Rewrite the entries below, from their start through the line containing "(1211, 184)" inclusive, replacing "windshield wiper" with "wiper blade" and changing nothing else. Omit the pictures from your answer.

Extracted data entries
(begin)
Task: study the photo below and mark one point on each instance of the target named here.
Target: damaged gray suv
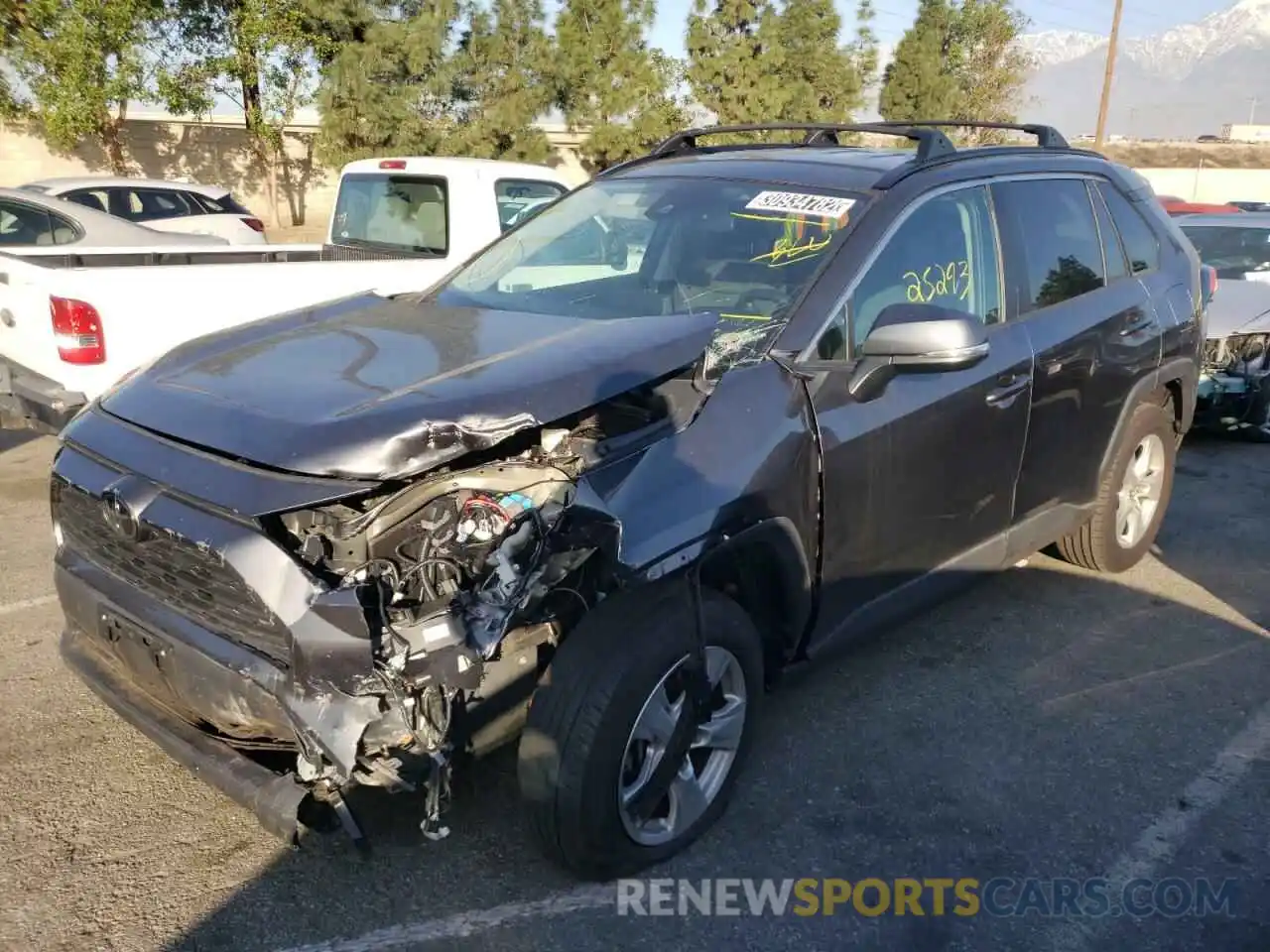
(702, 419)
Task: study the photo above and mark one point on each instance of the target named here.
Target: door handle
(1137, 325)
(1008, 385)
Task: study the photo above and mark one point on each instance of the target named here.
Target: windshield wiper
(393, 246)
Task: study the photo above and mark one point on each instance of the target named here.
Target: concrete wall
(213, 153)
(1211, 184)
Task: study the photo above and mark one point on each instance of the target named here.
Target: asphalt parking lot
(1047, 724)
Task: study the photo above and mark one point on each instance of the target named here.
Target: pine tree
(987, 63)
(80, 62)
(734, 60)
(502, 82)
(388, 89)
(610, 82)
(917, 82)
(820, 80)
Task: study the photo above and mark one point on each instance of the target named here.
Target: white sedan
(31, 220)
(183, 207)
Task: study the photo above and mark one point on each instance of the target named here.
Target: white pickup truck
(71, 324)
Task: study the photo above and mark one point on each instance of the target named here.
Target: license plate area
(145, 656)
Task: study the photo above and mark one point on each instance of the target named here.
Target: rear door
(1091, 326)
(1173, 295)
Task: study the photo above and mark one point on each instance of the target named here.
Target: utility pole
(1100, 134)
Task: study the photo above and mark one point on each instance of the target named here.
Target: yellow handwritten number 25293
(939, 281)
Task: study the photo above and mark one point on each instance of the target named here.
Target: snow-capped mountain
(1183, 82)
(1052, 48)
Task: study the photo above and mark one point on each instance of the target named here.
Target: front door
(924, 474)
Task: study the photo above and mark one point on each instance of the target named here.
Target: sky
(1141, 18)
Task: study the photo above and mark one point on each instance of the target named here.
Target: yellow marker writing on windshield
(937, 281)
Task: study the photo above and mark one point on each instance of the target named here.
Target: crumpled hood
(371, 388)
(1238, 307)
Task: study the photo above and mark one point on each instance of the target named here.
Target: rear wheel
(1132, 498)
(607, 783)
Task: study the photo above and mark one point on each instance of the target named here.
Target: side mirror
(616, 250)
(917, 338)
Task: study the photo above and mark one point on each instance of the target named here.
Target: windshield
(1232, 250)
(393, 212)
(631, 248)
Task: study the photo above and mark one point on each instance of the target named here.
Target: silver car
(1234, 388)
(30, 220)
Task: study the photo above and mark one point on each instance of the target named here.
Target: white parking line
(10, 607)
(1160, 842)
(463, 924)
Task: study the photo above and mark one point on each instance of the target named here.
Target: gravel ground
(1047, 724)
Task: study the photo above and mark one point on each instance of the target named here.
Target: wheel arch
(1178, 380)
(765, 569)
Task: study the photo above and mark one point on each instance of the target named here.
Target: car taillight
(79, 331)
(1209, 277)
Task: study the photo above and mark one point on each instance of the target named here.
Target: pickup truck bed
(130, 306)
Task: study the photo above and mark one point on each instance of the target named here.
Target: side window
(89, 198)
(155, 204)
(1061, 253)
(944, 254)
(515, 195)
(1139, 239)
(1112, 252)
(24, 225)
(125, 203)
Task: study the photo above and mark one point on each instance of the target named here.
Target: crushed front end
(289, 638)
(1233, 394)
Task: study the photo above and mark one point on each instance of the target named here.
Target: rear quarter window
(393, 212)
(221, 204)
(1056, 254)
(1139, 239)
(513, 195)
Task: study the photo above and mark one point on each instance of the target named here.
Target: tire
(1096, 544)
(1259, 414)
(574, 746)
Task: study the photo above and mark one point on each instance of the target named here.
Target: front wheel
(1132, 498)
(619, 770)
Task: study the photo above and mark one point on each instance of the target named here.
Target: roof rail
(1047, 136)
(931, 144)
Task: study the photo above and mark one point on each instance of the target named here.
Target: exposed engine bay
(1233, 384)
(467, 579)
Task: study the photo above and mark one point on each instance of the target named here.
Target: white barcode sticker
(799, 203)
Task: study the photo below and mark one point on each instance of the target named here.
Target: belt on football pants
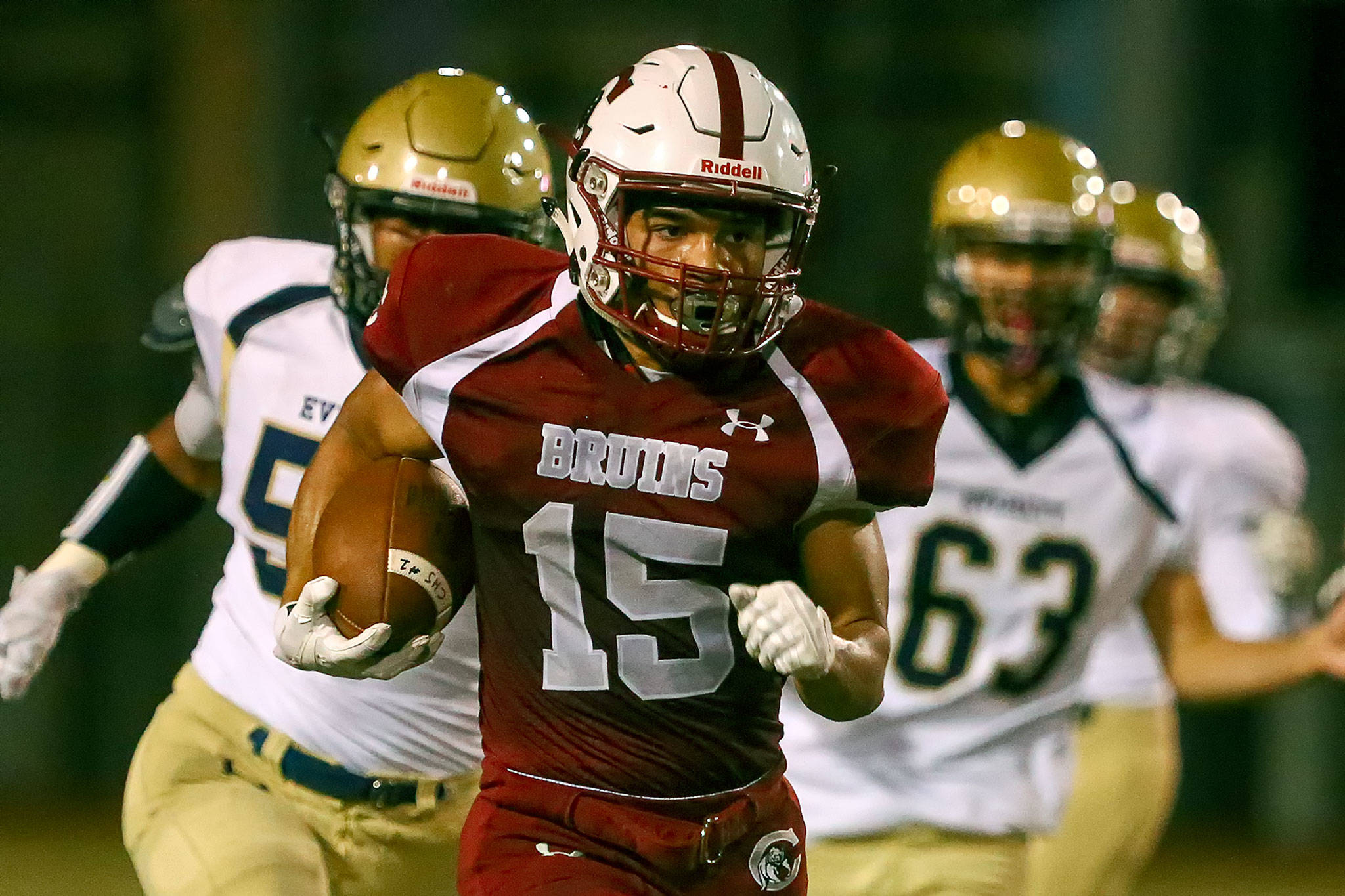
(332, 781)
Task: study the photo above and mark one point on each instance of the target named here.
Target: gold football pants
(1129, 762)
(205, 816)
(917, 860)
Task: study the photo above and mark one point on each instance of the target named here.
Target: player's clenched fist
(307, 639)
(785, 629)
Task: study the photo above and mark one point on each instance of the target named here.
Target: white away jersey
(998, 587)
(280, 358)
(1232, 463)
(end)
_RESULT_
Task: study the photo below and mark one point on each instance of the target named here.
Target: damaged gray suv
(702, 419)
Task: study the photo above and mark one point on each instance of the target named here.
Target: door handle
(1137, 325)
(1008, 385)
Task: study the photo above and mark one point on each instance of the target named here.
Target: wiper blade
(393, 246)
Task: study the photo above and mark one point on each instance of the target named here.
Target: concrete wall
(213, 153)
(1211, 184)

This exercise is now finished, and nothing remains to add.